▸ **Assignment**:
Line by line, output the data that follows exactly as written.

▸ **Provided data**:
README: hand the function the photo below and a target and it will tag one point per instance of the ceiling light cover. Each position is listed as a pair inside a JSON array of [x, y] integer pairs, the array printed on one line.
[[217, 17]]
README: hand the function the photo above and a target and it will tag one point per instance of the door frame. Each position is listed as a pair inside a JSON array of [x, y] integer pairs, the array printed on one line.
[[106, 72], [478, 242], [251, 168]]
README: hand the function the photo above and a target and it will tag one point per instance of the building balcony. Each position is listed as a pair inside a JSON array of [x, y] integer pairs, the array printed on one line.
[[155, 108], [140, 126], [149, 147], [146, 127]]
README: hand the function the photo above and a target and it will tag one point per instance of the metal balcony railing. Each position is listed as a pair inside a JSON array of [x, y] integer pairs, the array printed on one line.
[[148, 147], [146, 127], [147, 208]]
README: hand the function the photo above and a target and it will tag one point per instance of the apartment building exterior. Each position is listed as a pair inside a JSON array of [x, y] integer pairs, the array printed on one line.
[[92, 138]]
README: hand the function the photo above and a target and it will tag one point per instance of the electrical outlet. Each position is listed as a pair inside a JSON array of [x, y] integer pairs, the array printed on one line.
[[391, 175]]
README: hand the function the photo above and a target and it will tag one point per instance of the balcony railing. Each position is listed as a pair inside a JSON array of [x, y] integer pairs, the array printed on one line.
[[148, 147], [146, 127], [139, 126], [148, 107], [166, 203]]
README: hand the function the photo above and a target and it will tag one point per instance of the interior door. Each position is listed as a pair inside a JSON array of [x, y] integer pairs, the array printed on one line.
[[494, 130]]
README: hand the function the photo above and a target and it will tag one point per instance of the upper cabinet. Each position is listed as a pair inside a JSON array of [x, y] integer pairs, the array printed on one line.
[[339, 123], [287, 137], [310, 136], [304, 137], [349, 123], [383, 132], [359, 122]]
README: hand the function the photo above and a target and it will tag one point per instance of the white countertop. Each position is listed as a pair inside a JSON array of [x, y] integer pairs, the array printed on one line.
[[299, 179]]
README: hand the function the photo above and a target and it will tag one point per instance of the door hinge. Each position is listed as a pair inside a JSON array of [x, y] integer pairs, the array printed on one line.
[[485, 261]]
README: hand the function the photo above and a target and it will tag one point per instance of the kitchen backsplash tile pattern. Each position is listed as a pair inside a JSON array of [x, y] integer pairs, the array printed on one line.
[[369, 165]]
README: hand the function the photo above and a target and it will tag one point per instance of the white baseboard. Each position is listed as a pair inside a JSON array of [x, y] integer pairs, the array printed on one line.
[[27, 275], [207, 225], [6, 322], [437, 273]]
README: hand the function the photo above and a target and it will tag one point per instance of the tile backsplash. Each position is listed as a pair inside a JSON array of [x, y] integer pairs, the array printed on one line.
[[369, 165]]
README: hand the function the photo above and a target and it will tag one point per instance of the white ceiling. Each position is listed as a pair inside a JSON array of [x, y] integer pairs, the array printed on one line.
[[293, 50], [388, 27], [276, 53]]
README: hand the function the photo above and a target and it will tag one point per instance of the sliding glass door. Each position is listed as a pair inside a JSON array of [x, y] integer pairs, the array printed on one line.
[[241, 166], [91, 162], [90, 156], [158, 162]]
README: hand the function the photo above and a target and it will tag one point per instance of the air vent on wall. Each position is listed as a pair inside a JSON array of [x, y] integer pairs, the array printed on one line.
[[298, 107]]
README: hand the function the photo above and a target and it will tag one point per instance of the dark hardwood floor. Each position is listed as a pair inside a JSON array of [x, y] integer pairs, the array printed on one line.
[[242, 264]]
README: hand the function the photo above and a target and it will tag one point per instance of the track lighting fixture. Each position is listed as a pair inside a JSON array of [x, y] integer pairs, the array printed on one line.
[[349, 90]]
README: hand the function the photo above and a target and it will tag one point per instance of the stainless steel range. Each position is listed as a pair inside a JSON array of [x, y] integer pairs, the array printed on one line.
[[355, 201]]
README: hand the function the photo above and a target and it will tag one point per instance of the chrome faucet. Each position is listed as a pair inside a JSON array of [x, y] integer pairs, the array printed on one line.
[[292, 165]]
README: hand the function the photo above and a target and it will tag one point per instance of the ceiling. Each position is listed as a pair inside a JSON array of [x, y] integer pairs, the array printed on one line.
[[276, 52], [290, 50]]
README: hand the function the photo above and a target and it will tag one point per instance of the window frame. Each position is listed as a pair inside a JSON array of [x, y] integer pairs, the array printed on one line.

▸ **Response area**:
README: hand the function the photo below and a target and it will tag one point per instance of the ceiling light cover. Each position is listed as a pair inside a JSON array of [x, y] integer pairs, the array printed on one line.
[[217, 17]]
README: hand the function the photo above and a target and it will tag one point per instance of the door frame. Each position is listed as a pair inside a JSON array of [x, y] integer pairs, the array printed on one line.
[[106, 72], [478, 242], [251, 168]]
README: hand the function the photo above and a target and it will tag one point per instance of the building balcony. Each position is listed as a pair inside a JSON array of [x, y] integer pairs, the array printed on one line.
[[155, 108], [140, 126], [149, 147], [146, 127]]
README: hand the function the photo above and a target and it will tag one point per instance of the metal balcony railing. Each position is listed as a pair inside a JSON array of [x, y] integer pairs, the array printed on one line.
[[148, 147], [146, 127], [147, 208]]
README: hand the function the photo above and a target and it will tag one point per instance of the apartment building exterior. Each position is listed as a pair inside a JSON array of [x, y] integer pairs, the array printed on one line.
[[92, 138]]
README: hand the function the photo above and a target and it will tag one point per instance of the electrical outlet. Each position is listed as a pair inside a JSON array of [x, y] integer pairs, the array printed on one line.
[[391, 175]]
README: hand the function the photo above and a target and it will tag one point per instance of the balcony railing. Each position is listed as a pair inside a JSON array of [x, y] integer pairs, the array printed on one line.
[[148, 147], [146, 127], [139, 126], [148, 107], [166, 203]]
README: hand the function the photo above and a target and it will tag one point per instance of the interior door. Each position is listed as a pair inside a JSON array of [x, y] integer pairs, the array printed on one line.
[[494, 130]]
README: hand the function the photo above and a target and it will tag one point per instance of the upper cabinet. Each position is listed as a pair inside a JSON array of [x, y] integer pairs, the array printed on one line.
[[339, 123], [287, 137], [310, 136], [304, 137], [349, 123], [383, 132], [359, 122]]
README: hand the function the photo above and a target and it will tag one point per instance of the white countertop. Each position is listed as a pair inside a JSON array of [x, y] integer pairs, the array printed on one line.
[[299, 179]]
README: hand the function the photo above and a target and it will tag one point per instance of the door hinge. Each position is listed as a pair inside a JSON array of [x, y] integer pairs, the array printed on one line.
[[485, 261]]
README: hand the function the photo above and a target and it will tag one point per instance of the kitchen backsplash tile pattern. Each position is listed as a pair inside a JSON array of [x, y] integer pairs, the array printed on one line.
[[369, 165]]
README: hand the function the photo above and a target and it will tag one point per instance of the white baseboard. Each position is listed as a pair inside a JSON array of [x, y] integer pairs, the array printed on one line.
[[27, 275], [207, 225], [6, 322], [437, 273]]
README: hand the function the photo above and a target and it will tag one point per instance of the tile backsplash. Each position is listed as a pair inside a JSON array of [x, y] integer pairs, the array printed on one line.
[[369, 165]]
README: hand the function the photo above and a target and it will tag one point per instance of the white ceiling. Each position is listed as a pair inside a JSON array of [x, y] integer pairs, the array printed on one line.
[[293, 50], [388, 27], [276, 53]]
README: hand the function the photo above and a target and it will tag one point per instance of the sliding glass door. Each position is listed as a pair inside a JSON array of [x, y] integer pairs, the array printed on one line.
[[241, 166], [91, 162], [90, 156], [158, 162]]
README: hand the function the photo above and a target and it will tag one point per instance of the air vent on wall. Each position is listed as a pair inside a JSON array of [x, y] integer pairs, the array printed on one line.
[[298, 107]]
README: hand the function the photo above and a target and it will tag one point per instance of the dark hardwood floor. Each position is listed as a pair inside a JSON array of [x, y] integer pairs, the array printed on one line.
[[242, 264]]
README: hand the function the photo above and a target and it will tag one point per instance of the track lighting fixture. Each position is listed as a pair inside a JSON array of [x, y] integer pairs, the array printed on one line.
[[349, 90]]
README: hand the function the photo above and a target and it will tag one point per instance of the stainless steel range. Each position is listed as a pair inside a JSON array of [x, y] integer pairs, the array printed on one line.
[[355, 201]]
README: hand the function the photo above and a target and it will tag one point per instance of the chrome faucet. Each position is listed as a pair inside a JSON array of [x, y] integer pairs, the array printed on one line.
[[292, 165]]
README: hand the function the photo above and a target and it will tag one point per instance of the ceiling. Each position is listed as a pair inside a JSON array of [x, y] integer pairs, the array printed on one line.
[[276, 52], [290, 50]]
README: hand the function the photo above and a target and it will tag one point per instance of the window frame. Each position is listed as a pair inside a JSON array of [x, y] integer pairs, the array printed on one line.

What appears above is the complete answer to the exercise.